#### Exercise objective:
Below are records to repeat exactly. Omit the pictures from the copy.

A block of data
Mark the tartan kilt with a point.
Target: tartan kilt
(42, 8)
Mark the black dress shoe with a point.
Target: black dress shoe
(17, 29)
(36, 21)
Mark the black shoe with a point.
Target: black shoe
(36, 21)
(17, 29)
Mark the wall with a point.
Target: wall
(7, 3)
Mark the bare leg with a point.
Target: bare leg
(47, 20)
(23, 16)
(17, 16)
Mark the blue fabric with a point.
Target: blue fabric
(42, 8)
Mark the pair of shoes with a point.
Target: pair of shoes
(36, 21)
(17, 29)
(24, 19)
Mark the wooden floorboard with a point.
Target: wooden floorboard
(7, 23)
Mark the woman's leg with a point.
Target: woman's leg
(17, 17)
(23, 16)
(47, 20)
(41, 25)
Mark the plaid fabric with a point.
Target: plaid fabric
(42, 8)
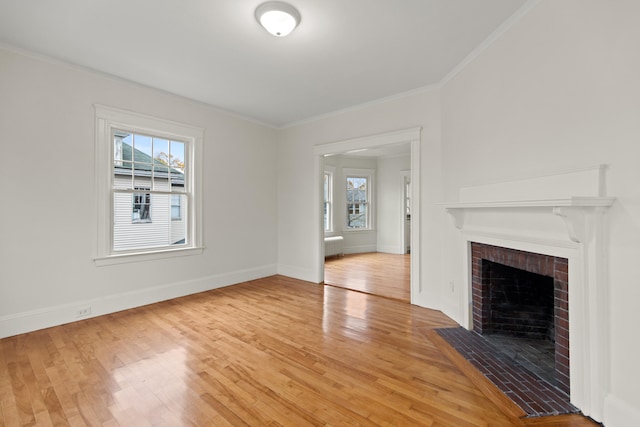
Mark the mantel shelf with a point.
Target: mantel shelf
(584, 202)
(570, 209)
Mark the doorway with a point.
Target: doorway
(360, 250)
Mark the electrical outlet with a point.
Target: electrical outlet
(83, 312)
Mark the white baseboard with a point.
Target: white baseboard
(360, 249)
(52, 316)
(299, 273)
(618, 413)
(389, 249)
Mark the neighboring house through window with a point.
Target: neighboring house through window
(141, 206)
(358, 198)
(148, 186)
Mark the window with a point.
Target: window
(328, 199)
(358, 194)
(141, 206)
(149, 200)
(176, 202)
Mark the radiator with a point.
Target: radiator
(334, 246)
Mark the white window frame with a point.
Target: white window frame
(329, 170)
(369, 175)
(110, 120)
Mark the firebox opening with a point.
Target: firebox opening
(521, 316)
(521, 302)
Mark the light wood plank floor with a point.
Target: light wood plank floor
(274, 351)
(376, 273)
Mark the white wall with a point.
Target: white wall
(48, 215)
(559, 91)
(390, 203)
(298, 256)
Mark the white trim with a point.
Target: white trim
(57, 315)
(300, 273)
(618, 413)
(108, 119)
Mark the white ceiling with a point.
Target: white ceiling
(344, 52)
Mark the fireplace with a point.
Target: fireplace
(525, 295)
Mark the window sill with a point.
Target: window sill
(146, 256)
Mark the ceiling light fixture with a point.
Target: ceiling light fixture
(277, 17)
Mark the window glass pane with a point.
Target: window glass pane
(357, 195)
(177, 163)
(142, 175)
(326, 187)
(142, 148)
(143, 220)
(161, 151)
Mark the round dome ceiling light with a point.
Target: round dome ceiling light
(277, 17)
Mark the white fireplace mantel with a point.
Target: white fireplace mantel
(521, 214)
(570, 209)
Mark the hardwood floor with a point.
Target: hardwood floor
(376, 273)
(275, 351)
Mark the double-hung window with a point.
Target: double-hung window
(148, 187)
(358, 199)
(328, 198)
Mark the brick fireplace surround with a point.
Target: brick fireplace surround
(550, 266)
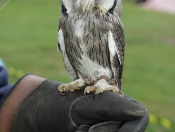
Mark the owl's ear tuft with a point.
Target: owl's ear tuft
(67, 6)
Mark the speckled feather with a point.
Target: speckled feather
(86, 39)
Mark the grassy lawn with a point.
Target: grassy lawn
(28, 38)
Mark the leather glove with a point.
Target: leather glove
(35, 104)
(117, 114)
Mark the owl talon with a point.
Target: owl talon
(75, 85)
(101, 86)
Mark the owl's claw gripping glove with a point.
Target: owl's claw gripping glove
(35, 104)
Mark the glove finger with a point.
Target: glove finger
(83, 128)
(109, 126)
(138, 125)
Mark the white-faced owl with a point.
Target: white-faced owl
(91, 40)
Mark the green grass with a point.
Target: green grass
(28, 38)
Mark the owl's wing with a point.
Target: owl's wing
(116, 47)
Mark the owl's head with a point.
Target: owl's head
(102, 6)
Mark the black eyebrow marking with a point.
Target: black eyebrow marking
(112, 9)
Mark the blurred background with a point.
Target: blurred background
(28, 44)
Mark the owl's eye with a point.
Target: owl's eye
(111, 10)
(64, 10)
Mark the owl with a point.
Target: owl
(91, 40)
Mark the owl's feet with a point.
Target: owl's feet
(75, 85)
(101, 86)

#### Solution below:
Mark the tartan kilt with a point.
Target: tartan kilt
(42, 8)
Mark the black dress shoe with a point.
Target: black dress shoe
(17, 29)
(36, 21)
Mark the black shoe with a point.
Target: black shoe
(36, 21)
(17, 29)
Mark the wall with a point.
Target: wall
(7, 3)
Mark the bare leg with a point.
Target: bare leg
(47, 20)
(23, 16)
(17, 16)
Mark the blue fabric with a point.
Target: blue fabric
(42, 8)
Mark the pair of shoes with a point.
Target: pair of shoes
(36, 21)
(17, 29)
(24, 19)
Mark the wooden floorboard with a point.
Target: wooden floorboard
(7, 23)
Mark the woman's leg with a point.
Target: woman's leg
(17, 17)
(23, 16)
(47, 20)
(41, 25)
Mark the plaid fabric with a point.
Target: plaid fabric
(42, 8)
Mark the mantel shelf with a point.
Target: mantel shelf
(584, 202)
(570, 209)
Mark the doorway with a point.
Target: doorway
(360, 250)
Mark the electrical outlet with a point.
Target: electrical outlet
(83, 312)
Mark the white baseboard with a point.
Target: white baseboard
(360, 249)
(52, 316)
(299, 273)
(618, 413)
(389, 249)
Mark the neighboring house through window with a point.
Target: neighboring house through window
(141, 206)
(358, 198)
(148, 186)
Mark the window with a point.
Target: window
(328, 199)
(358, 194)
(141, 206)
(149, 200)
(176, 202)
Mark the radiator with a point.
Target: radiator
(334, 246)
Mark the white window frame with a point.
Target: white window frame
(329, 170)
(369, 175)
(110, 120)
Mark the firebox opening with a point.
Target: firebox opening
(521, 316)
(521, 302)
Mark the light wood plank floor with a point.
Target: light wood plank floor
(274, 351)
(376, 273)
Mark the white wall with a point.
Target: white wall
(48, 215)
(559, 91)
(390, 203)
(298, 256)
Mark the white trim with a point.
Target: white trim
(57, 315)
(300, 273)
(618, 413)
(108, 119)
Mark the white ceiling with a point.
Target: white ceiling
(344, 52)
Mark the fireplace with a point.
Target: fireplace
(525, 295)
Mark the window sill with a point.
Target: window sill
(146, 256)
Mark the ceiling light fixture with a point.
Target: ceiling light fixture
(277, 17)
Mark the window glass pane with a point.
Target: window glass pane
(357, 195)
(177, 163)
(142, 175)
(326, 187)
(142, 148)
(143, 220)
(161, 151)
Mark the round dome ceiling light with a point.
Target: round dome ceiling light
(277, 17)
Mark the white fireplace mantel with a point.
Target: white fireplace mantel
(521, 214)
(570, 209)
Mark the hardwood floor with a point.
Target: hardwood floor
(376, 273)
(275, 351)
Mark the double-hung window with a point.
Target: double-hung window
(148, 187)
(358, 199)
(328, 198)
Mark the brick fireplace surround with a point.
Target: brick fireplace surround
(550, 266)
Mark the owl's ear tuft with a point.
Target: owl's ear tuft
(67, 6)
Mark the speckled feather with a point.
Target: speckled feather
(86, 39)
Mark the grassy lawn with a point.
Target: grassy lawn
(28, 38)
Mark the leather glove with a point.
Target: leather glove
(35, 104)
(117, 114)
Mark the owl talon with a point.
Target: owl talon
(75, 85)
(101, 86)
Mark the owl's claw gripping glove with a point.
Target: owl's claw gripping glove
(35, 104)
Mark the glove finger with a point.
Target: glove finger
(83, 128)
(109, 126)
(138, 125)
Mark the white-faced owl with a point.
Target: white-faced owl
(91, 40)
Mark the green grass with a point.
Target: green grass
(28, 38)
Mark the owl's wing with a point.
Target: owl's wing
(116, 47)
Mark the owl's head with a point.
Target: owl's head
(102, 6)
Mark the black eyebrow marking with a point.
Target: black eyebrow marking
(112, 9)
Mark the blurred background with a point.
Target: blurred background
(28, 44)
Mark the owl's eye with a point.
Target: owl's eye
(111, 10)
(64, 10)
Mark the owl with a point.
Target: owl
(91, 40)
Mark the owl's feet with a point.
Target: owl's feet
(75, 85)
(101, 86)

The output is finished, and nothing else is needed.